54 The landlord maintained its refusal and on 15 October the tenant applied to the Tribunal for an order granting the necessary access. On 24 October the Tribunal made that order by consent (Tribunal [122]-[125]).

55 On 5 September the landlord filed a cross application in the Tribunal seeking a declaration that the lease had been validly terminated by the first notice, an order rectifying the lease to exclude Indian groceries and halal meats from the permitted user clause, and a declaration of unconscionable conduct by the tenant in trading in breach of an oral agreement.

56 On 28 October the landlord threatened proceedings to restrain the sale of Indian groceries and halal meats and it made that application to the Tribunal on 12 November. The second notice was served on the 14th (Tribunal [120], [126], [129]). On 7 November the tenant resumed trading for the first time since his eviction on 27 July.

57 He was confronted, throughout the period between the two notices, with the landlord's continuing repudiation and other acts of obstruction which delayed his fit-out. He continued to pay rent without trading until a few days before the second notice was given.

58 There are concurrent findings by the Tribunal and the Panel that the tenant had not repudiated the lease prior to the second notice. The Panel said ([75]):

"... the Tribunal gave cogent reasons for not treating the second termination notice as effective. [The landlord] had impeded [the tenant’s] ability to progress the fit-out by refusing to give approval to the development application and by impeding plumber access. It had not accepted that Mr Sarker was lawfully in occupation as a tenant. To adapt the language of Dixon CJ in Peter Turnbull, especially at 246-8, [the landlord] had persistently maintained that [the tenant] had no lawful right to remain in occupation as a tenant and he had no co-operated at crucial points in enabling him to proceed with the fit-out. In these circumstances [the landlord] could not treat [the tenant’s] failure to complete the fit-out satisfactorily as a breach entitling it to terminate the contract. [The tenant] was entitled to be excused from ‘literal compliance’ with the terms of the lease."

59 Mr Angyal submitted that the tenant's obligations remained in force because he did not elect to terminate the lease. This is correct but the landlord cannot complain of any breaches if he has prevented or obstructed performance by the tenant.
----------------------------------------
WRITTEN PROBLEM: Reproduce the portion of the lease dispute passage starting with "56 On 28 October" and going on through "notice was given.". The data that follow are not required for this exercise.
----------------------------------------
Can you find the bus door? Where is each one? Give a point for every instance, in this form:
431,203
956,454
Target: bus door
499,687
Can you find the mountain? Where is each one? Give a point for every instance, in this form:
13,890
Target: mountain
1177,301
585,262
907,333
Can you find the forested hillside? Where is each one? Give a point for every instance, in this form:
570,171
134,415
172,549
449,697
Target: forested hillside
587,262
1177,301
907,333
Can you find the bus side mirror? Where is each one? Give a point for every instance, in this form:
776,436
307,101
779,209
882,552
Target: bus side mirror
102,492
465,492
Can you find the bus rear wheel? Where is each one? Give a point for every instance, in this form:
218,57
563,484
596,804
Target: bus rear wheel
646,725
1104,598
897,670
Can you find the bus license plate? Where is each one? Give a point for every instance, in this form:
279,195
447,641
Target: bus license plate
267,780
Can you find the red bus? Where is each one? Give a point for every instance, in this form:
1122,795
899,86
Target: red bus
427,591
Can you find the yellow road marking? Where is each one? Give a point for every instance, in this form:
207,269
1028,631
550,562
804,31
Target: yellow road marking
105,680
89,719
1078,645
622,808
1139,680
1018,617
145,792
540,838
----------------------------------------
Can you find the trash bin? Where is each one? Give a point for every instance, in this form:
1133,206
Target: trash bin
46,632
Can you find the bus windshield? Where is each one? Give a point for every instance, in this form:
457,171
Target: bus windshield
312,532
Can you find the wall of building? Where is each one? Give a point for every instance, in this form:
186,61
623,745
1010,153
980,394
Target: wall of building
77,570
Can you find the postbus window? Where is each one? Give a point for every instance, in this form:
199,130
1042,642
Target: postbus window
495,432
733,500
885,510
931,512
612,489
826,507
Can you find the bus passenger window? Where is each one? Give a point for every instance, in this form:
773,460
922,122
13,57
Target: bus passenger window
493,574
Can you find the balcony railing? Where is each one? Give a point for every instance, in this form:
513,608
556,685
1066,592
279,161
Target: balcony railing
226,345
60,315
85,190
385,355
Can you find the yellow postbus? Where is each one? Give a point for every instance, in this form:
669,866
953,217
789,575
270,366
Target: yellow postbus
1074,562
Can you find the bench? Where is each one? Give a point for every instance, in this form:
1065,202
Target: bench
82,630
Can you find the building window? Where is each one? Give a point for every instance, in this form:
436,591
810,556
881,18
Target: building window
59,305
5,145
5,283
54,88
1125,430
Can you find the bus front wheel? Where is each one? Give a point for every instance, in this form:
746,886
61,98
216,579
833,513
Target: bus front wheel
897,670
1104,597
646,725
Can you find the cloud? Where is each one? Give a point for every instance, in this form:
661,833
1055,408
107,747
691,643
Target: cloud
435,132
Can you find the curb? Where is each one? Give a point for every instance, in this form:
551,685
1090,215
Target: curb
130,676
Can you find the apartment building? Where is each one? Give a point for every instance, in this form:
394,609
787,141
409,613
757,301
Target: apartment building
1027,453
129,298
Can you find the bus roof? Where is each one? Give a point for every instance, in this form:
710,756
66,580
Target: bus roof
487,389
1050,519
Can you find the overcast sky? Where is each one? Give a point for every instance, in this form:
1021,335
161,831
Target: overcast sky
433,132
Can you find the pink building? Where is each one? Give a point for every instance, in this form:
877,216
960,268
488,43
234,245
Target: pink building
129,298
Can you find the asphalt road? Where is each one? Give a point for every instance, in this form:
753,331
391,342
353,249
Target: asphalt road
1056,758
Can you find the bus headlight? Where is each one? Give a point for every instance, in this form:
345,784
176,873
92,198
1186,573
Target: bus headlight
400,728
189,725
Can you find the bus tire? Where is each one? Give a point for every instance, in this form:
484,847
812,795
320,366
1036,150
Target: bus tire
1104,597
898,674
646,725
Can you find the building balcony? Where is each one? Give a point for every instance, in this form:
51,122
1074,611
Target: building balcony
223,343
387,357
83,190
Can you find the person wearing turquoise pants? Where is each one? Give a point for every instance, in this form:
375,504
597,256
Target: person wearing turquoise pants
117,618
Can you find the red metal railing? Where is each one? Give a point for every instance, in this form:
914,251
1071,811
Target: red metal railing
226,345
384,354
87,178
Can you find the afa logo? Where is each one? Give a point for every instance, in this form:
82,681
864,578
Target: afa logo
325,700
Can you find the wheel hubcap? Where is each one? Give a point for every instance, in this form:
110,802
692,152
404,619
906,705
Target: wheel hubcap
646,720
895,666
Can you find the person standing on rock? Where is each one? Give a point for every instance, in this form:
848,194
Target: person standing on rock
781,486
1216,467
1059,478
----------------------------------------
WRITTEN ANSWER:
56 On 28 October the landlord threatened proceedings to restrain the sale of Indian groceries and halal meats and it made that application to the Tribunal on 12 November. The second notice was served on the 14th (Tribunal [120], [126], [129]). On 7 November the tenant resumed trading for the first time since his eviction on 27 July.

57 He was confronted, throughout the period between the two notices, with the landlord's continuing repudiation and other acts of obstruction which delayed his fit-out. He continued to pay rent without trading until a few days before the second notice was given.